Reproduce every item below word for word, leaving each line unchanged.

┏━━

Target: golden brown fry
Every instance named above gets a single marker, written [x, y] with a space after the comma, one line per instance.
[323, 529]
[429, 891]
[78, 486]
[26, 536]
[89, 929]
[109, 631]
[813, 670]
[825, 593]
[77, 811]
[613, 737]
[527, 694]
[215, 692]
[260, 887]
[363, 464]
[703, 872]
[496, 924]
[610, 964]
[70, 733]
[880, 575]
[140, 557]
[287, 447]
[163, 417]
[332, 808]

┗━━

RESULT FOR THIS EXERCISE ▸
Target: golden brown fry
Every instance named above gets a single marker, written [x, y] with a space after the comma, one line per instance.
[323, 529]
[429, 891]
[78, 486]
[26, 536]
[89, 929]
[109, 631]
[813, 670]
[825, 593]
[77, 811]
[613, 737]
[527, 694]
[215, 692]
[260, 887]
[363, 464]
[703, 872]
[496, 924]
[610, 964]
[70, 733]
[880, 575]
[140, 557]
[287, 447]
[163, 417]
[332, 808]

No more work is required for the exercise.